Required work = Repeat the listing in full, word for word.

Information shown =
□ □ □ □ □ □ □

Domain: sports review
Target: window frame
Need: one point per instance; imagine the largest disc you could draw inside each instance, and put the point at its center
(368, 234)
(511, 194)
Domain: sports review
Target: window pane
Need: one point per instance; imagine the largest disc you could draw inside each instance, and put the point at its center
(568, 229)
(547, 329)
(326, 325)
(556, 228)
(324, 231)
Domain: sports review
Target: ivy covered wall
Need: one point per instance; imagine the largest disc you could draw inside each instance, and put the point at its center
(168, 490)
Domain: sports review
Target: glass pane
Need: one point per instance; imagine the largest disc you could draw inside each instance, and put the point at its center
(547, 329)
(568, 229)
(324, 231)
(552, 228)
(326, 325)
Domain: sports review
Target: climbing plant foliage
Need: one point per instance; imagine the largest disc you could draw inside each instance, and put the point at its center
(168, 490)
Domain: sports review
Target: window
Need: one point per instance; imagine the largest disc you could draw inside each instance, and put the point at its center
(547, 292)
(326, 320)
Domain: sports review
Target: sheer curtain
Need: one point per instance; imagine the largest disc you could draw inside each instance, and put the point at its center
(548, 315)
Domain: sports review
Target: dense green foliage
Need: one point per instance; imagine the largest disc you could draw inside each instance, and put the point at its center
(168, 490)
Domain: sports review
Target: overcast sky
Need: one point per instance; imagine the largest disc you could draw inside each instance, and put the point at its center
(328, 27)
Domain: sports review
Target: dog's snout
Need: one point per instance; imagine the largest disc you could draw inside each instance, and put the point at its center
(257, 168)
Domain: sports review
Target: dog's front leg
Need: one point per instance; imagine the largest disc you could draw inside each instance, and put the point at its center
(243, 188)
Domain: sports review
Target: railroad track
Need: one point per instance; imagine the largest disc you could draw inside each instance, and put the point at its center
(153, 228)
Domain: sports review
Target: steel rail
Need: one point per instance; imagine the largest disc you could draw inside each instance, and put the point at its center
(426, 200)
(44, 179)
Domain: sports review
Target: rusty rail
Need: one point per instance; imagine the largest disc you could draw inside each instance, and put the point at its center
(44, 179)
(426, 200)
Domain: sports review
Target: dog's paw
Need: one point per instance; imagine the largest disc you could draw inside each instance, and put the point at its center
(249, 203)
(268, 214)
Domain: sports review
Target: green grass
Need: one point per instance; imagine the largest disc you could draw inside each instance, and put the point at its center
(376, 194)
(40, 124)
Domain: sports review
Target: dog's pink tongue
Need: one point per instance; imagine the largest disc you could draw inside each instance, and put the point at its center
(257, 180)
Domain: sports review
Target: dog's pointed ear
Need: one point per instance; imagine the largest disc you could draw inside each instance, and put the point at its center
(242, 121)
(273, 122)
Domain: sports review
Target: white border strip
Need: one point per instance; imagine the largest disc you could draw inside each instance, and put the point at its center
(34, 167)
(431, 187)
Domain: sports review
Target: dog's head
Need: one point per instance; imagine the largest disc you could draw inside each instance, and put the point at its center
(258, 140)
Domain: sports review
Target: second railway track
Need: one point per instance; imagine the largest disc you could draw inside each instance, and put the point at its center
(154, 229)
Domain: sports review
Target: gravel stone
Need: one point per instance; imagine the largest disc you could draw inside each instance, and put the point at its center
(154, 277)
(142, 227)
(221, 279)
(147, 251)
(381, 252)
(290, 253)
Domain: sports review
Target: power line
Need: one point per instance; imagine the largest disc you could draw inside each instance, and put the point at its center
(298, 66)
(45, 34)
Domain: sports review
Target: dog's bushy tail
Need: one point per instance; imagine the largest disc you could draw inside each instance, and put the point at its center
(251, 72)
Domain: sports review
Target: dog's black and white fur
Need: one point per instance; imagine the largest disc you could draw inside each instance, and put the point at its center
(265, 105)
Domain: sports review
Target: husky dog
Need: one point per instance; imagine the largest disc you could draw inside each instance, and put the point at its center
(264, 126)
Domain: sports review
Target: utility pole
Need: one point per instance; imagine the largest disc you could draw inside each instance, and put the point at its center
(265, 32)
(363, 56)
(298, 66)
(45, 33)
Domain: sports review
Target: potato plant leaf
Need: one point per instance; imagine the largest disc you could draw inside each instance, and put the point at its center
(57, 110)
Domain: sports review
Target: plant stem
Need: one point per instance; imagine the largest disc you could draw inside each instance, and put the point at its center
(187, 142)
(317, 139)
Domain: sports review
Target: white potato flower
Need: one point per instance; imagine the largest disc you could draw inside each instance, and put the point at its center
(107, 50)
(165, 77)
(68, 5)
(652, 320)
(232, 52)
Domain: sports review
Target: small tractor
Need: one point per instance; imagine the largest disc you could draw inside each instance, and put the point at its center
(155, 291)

□ □ □ □ □ □ □

Response to the exercise =
Domain: sports review
Target: window frame
Need: one point per instance; imagine the largest disc you could draw inside each instance, and put the point at its center
(368, 234)
(511, 194)
Domain: sports review
Target: window pane
Need: one point per instance; imagine the largest disc you could draw inside each instance, and put the point at its center
(568, 229)
(547, 329)
(326, 325)
(556, 228)
(324, 231)
Domain: sports review
Target: ivy covered wall
Need: one point per instance; imagine the largest disc you could draw inside each instance, and put the point at its center
(168, 490)
Domain: sports review
Target: glass pane
Need: one point per instance; imagine the largest disc you could draw inside each instance, and put the point at its center
(547, 329)
(568, 229)
(324, 231)
(552, 228)
(326, 325)
Domain: sports review
Target: climbing plant foliage
Need: one point per instance; imagine the largest disc you could draw inside each instance, and put the point at its center
(168, 490)
Domain: sports review
Target: window
Need: one point per instance; imagine the largest disc you could draw inside each instance, and put the point at its center
(547, 292)
(326, 320)
Domain: sports review
Target: sheer curtain
Need: one point per instance; imagine the largest disc you could draw inside each instance, and put the point at its center
(548, 315)
Domain: sports review
Target: dense green foliage
Need: one point per instance; imagine the largest disc you could draw inside each instance, and put the point at its center
(168, 490)
Domain: sports review
Target: overcast sky
Need: one point per instance; imagine the largest disc you could draw inside each instance, and put the point at its center
(328, 27)
Domain: sports review
Target: dog's snout
Need: one point per instance; imagine the largest disc you could draw inside each instance, and put the point at its center
(257, 168)
Domain: sports review
Target: dog's front leg
Need: one point per instance; imagine the largest disc you could draw inside each instance, and put the point at its center
(243, 188)
Domain: sports review
Target: railroad track
Need: one point per instance; imagine the largest disc you could draw inside each instance, and put the point at its center
(153, 228)
Domain: sports review
Target: steel rail
Need: one point per instance; imagine the largest disc you could draw inside each instance, and put the point at its center
(426, 200)
(44, 179)
Domain: sports review
Target: rusty rail
Need: one point per instance; imagine the largest disc you could draw inside each instance, and put the point at its center
(44, 179)
(426, 200)
Domain: sports review
Target: dog's paw
Need: one point per instance; imagine the largest disc you could draw inside each instance, and put the point at its center
(249, 203)
(268, 214)
Domain: sports review
Target: green grass
Need: one point per instance; imagine the largest disc you could draw inside each instance, and put the point at its center
(376, 194)
(40, 124)
Domain: sports review
Target: dog's pink tongue
Need: one point per instance; imagine the largest disc you could draw inside each instance, and put the point at its center
(257, 180)
Domain: sports review
Target: dog's pointed ear
Need: one point per instance; imagine the largest disc you could draw inside each instance, and put the point at its center
(242, 121)
(273, 122)
Domain: sports review
Target: white border strip
Need: one point per instance; imagine the largest disc you could draw inside each instance, and put the point at its center
(34, 167)
(431, 187)
Domain: sports review
Target: dog's head
Need: one point per instance; imagine the largest disc you could draw inside each instance, and put the point at its center
(258, 140)
Domain: sports review
Target: second railway track
Need: one point per instance; imagine the largest disc you could draw inside each instance, and put the point at its center
(154, 229)
Domain: sports review
Target: gravel stone
Need: one point per instance; imagine the largest disc you could draw inside each instance, and put the point at its center
(154, 277)
(142, 227)
(221, 279)
(147, 251)
(381, 252)
(290, 253)
Domain: sports review
Target: power line
Need: one point per instance; imagine the largest disc you could draw inside each instance, and put the point at its center
(298, 66)
(45, 34)
Domain: sports review
Target: dog's bushy tail
Need: one point per instance; imagine the largest disc you could draw inside each instance, and put the point at its center
(251, 72)
Domain: sports review
Target: dog's black and white fur
Need: one point per instance; imagine the largest disc you could draw inside each instance, and put the point at its center
(265, 105)
Domain: sports review
Target: husky dog
Need: one point per instance; imagine the largest disc you could draw inside each instance, and put the point at its center
(264, 126)
Domain: sports review
Target: utility pole
Need: one point per instance; imagine the largest disc you could draw inside each instance, and put the point at its center
(265, 32)
(363, 56)
(298, 66)
(45, 33)
Domain: sports review
Target: potato plant leaf
Need: one point per instance; imagine the largest disc you could draw inside each instance, and put the point at its center
(57, 110)
Domain: sports review
Target: plant stem
Need: one point per instance; imagine the largest disc you could draw inside each instance, and put the point at its center
(187, 142)
(317, 139)
Domain: sports review
Target: white potato flower
Need: one point per instance; imagine the largest disc you could draw inside each instance, and put the point at its center
(107, 50)
(165, 77)
(68, 5)
(652, 320)
(232, 52)
Domain: sports review
Target: small tractor
Need: one point per instance; imagine the largest disc you could draw inside each instance, and put the point at its center
(155, 291)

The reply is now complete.